• _Information provided_
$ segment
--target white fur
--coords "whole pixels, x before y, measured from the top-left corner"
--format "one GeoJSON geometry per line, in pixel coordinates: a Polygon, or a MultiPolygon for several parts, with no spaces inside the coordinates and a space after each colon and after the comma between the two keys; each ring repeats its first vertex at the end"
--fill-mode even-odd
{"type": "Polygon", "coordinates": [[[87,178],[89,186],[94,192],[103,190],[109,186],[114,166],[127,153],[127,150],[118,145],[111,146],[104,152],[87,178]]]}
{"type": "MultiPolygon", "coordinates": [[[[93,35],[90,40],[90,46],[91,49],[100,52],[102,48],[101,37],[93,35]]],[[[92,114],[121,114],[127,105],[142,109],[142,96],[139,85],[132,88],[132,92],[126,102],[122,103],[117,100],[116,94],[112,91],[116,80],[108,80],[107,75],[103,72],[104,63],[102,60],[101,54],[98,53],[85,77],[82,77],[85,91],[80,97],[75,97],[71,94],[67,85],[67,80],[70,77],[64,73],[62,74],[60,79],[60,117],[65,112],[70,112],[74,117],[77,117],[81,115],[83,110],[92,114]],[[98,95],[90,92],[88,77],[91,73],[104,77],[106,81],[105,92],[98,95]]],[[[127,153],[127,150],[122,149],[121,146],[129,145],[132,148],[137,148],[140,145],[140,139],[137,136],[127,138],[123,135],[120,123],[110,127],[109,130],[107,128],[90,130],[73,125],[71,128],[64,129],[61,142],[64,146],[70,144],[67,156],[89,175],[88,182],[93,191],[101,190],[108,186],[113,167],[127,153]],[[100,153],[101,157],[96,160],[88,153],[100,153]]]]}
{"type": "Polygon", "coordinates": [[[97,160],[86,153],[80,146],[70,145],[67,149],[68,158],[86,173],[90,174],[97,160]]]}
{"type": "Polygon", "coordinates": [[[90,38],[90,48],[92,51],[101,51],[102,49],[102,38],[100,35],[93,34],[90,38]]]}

• _Required task_
Reproduce all of the records above verbatim, line for line.

• _Written solution_
$ segment
--target white fur
--coords "whole pixels, x before y, measured from the top-left corner"
--format "one GeoJSON geometry per line, in pixel coordinates: a Polygon, or a MultiPolygon for several parts, with no spaces inside the coordinates and a space after each colon and after the comma between the two keys; each ring repeats its first vertex at the end"
--fill-mode even-odd
{"type": "Polygon", "coordinates": [[[87,178],[89,186],[94,192],[103,190],[109,186],[114,166],[127,153],[127,150],[118,145],[111,146],[104,152],[87,178]]]}
{"type": "MultiPolygon", "coordinates": [[[[93,35],[90,40],[90,46],[91,49],[100,52],[102,48],[101,37],[93,35]]],[[[92,114],[121,114],[127,105],[142,109],[142,96],[139,85],[132,88],[132,92],[126,102],[122,103],[117,100],[116,94],[112,91],[116,80],[108,80],[107,75],[103,72],[104,63],[102,60],[101,54],[98,53],[85,77],[82,77],[85,91],[80,97],[75,97],[71,94],[67,85],[67,80],[70,77],[64,73],[62,74],[60,79],[60,117],[65,112],[70,112],[74,117],[77,117],[81,115],[83,110],[92,114]],[[98,95],[90,92],[88,77],[91,73],[104,77],[106,81],[105,92],[98,95]]],[[[127,153],[127,150],[122,149],[121,146],[129,145],[132,148],[137,148],[140,145],[140,139],[137,136],[127,138],[123,135],[120,123],[110,127],[109,130],[107,128],[90,130],[73,125],[71,128],[64,129],[61,142],[64,146],[70,144],[67,156],[89,175],[88,182],[93,191],[101,190],[108,186],[113,167],[127,153]],[[100,153],[101,157],[96,160],[88,153],[100,153]]]]}
{"type": "Polygon", "coordinates": [[[97,160],[86,153],[80,146],[70,145],[67,149],[68,158],[86,173],[90,174],[97,160]]]}
{"type": "Polygon", "coordinates": [[[90,38],[90,48],[92,51],[101,51],[102,49],[102,38],[100,35],[93,34],[90,38]]]}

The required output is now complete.